• _EXTRAIT DU DOCUMENT_:
========================

Il est l’élément le plus simple et le plus léger de la nature. Il est parmi les premiers à avoir été engendré par le Big Bang. Il est la principale source d’énergie des étoiles, et il est le plus abondant dans l’univers.
Pourtant, l’hydrogène est loin d’occuper la première place dans notre vie quotidienne si énergivore. Comment expliquer un tel paradoxe ? Bien-sûr, il n’y a pas vraiment de mystère autour de cet état de fait. Les énergies fossiles issues de la révolution industrielle ont aisément fait leur nid dans notre quotidien. Leur abondance, leur coût, et leur facilité de mise en oeuvre y sont pour quelque chose.
Mais aujourd’hui, alors que les conséquences de leur utilisation sont plus que jamais au devant de la scène, pourquoi continuent-elles à occuper la première place du podium ?
J’entends la réponse arriver : Les lobbies ! Certes, l’argent y est pour quelque chose, mais pas seulement. Si l’hydrogène est surtout un carburant de science-fiction à l’heure actuelle, les progrès scientifiques et les enjeux financiers pourraient bien provoquer, enfin, son arrivée dans notre vie quotidienne.
C’est quoi exactement de l’hydrogène ?
Il s’agit de l’élément le plus simple qui existe dans l’univers. Et pour cause, il n’est constitué que d’un seul électron gravitant autour d’un seul proton, ce qui en fait aussi l’élément le plus léger. On estime qu’environ 75% de la masse de la matière de l’univers est constituée d’hydrogène. Sa légèreté est telle, que la gravité terrestre ne suffit pas à le retenir dans notre atmosphère. Ainsi, l’hydrogène sous sa forme la plus simple, est extrêmement rare sur notre planète. De plus, il se combine rapidement avec d’autres éléments, ce qui augmente encore sa rareté à l’état naturel.

========================

• _ENTRÉES RÉPERTORIÉES_:
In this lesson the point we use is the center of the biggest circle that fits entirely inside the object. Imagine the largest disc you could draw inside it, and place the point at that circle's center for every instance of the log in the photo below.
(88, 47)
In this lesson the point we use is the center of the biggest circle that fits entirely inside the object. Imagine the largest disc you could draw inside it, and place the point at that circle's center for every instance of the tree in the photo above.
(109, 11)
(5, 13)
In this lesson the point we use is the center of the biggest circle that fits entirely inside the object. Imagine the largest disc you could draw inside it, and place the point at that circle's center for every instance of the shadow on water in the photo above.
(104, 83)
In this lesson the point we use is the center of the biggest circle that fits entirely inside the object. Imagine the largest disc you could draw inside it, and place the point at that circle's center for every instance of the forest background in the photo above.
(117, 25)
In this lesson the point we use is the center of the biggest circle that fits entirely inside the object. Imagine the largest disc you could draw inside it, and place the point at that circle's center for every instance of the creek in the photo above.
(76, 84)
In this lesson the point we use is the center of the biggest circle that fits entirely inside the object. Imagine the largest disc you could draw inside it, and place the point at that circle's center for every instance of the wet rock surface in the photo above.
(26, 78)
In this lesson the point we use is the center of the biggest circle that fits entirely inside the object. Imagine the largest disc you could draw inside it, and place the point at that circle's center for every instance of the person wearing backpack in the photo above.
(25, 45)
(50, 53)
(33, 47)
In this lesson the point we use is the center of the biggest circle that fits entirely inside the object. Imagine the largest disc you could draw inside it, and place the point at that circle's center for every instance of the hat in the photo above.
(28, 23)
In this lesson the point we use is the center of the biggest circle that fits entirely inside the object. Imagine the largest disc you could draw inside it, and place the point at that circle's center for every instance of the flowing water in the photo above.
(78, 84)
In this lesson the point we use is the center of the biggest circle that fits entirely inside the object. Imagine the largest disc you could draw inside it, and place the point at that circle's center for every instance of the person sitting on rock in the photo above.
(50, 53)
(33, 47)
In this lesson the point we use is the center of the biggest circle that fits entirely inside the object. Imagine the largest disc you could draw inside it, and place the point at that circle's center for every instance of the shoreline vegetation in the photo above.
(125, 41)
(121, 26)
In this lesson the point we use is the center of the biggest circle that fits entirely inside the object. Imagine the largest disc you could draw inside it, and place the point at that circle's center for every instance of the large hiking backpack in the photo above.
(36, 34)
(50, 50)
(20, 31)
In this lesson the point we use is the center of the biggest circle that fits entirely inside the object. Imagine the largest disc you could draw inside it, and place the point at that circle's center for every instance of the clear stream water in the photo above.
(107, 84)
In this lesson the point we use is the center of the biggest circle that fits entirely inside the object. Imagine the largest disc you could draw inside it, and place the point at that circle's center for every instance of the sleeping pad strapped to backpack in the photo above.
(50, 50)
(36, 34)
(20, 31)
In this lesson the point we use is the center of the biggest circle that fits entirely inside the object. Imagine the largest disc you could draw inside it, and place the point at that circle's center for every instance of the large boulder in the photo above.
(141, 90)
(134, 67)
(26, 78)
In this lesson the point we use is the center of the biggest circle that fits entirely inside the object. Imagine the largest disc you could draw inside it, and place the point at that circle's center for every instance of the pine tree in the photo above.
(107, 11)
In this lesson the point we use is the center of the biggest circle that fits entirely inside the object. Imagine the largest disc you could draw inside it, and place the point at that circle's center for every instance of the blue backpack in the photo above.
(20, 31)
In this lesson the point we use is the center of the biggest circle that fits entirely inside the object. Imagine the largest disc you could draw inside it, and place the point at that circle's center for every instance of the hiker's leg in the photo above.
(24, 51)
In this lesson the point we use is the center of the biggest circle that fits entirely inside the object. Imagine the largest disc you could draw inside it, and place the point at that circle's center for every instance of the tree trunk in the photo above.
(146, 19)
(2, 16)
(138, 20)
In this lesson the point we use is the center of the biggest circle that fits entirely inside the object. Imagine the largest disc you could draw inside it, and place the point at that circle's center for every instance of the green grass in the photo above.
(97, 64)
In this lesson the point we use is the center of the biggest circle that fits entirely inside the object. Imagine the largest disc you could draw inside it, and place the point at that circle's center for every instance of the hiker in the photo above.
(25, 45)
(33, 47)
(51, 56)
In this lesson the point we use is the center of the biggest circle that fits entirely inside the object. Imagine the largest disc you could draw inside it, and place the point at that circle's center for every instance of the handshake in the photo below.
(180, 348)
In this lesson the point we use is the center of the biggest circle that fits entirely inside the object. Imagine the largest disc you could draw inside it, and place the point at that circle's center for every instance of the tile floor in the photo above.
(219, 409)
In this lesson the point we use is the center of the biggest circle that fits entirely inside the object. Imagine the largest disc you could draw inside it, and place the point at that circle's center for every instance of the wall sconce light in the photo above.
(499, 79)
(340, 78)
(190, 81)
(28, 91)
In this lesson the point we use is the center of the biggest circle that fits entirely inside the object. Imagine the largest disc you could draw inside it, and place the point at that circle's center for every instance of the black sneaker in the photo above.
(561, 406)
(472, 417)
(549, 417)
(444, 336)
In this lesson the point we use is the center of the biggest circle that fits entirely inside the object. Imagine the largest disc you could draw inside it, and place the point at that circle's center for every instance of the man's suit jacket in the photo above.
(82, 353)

========================

• _ACTIONS À MENER_:
**1)** Renvoyez tel quel le passage du texte sur l'hydrogène compris entre "Mais aujourd’hui, alors" et "du podium ?", bornes incluses.
**2)** Reprenez la rédaction du texte sur l'hydrogène là où il s'interrompt.

• _RÉSULTATS FINAUX_:
**1)**
Mais aujourd’hui, alors que les conséquences de leur utilisation sont plus que jamais au devant de la scène, pourquoi continuent-elles à occuper la première place du podium ?

**2)**
On parle de l’atome ou de la molécule ?
Mais il est couramment victime d’un abus de langage. Ce que nous appelons « hydrogène » dans la vie de tout les jours, se réfère en réalité à sa forme moléculaire, c’est à dire le « gaz hydrogène » qui est, en fait, du dihydrogène (de formule H2). Il s’agit donc de deux atomes d’hydrogène qui se sont combinés pour former du dihydrogène. C’est ce dernier que nous utilisions jadis dans les dirigeables, ou que nous brûlons dans les tuyères des fusées.
Et justement, lorsque nous « brûlons » du dihydrogène dans l’atmosphère, la molécule va se combiner avec les atomes d’oxygène et ainsi produire de l’eau (d’où son nom). En somme, lorsque nous utilisons du dihydrogène comme combustible, le seul gaz produit par cette réaction est de la vapeur d’eau. Difficile de faire plus écologique non ?
Où le trouve-t-on ?
Partout dans l’espace, la plupart des nébuleuses en sont gorgées, les étoiles l’utilisent comme matière première, bref, il n’est pas un endroit dans l’espace où l’hydrogène ne se trouve pas. Mais sur Terre c’est une autre histoire…
Il faut savoir que si l’hydrogène est très rare sous sa forme simple, il est en revanche très présent en tant qu’ingrédient d’autres molécules. Par exemple, les molécules organiques dont nous sommes constitués (environ 10% de la masse de notre corps est de l’hydrogène), et même les hydrocarbures que nous utilisons pour faire fonctionner nos moteurs diesels ou pour fabriquer des matières plastiques, contiennent de l’hydrogène.
Mais il y a un endroit sur Terre où l’hydrogène est plus présent que n’importe où ailleurs, l’Océan. Chaque molécule d’eau contient un atome d’oxygène et deux atomes d’hydrogène.
Est-il vraiment une énergie propre ?
Dans l’absolu, oui. Puisque sa combustion, en utilisant l’oxygène comme comburant, va produire de l’eau (sous forme de vapeur). Mais le problème est surtout que, comme expliqué plus haut, il est quasi introuvable sur Terre à l’état naturel. Il faut donc le « fabriquer ». Et c’est bien là qu’est le problème.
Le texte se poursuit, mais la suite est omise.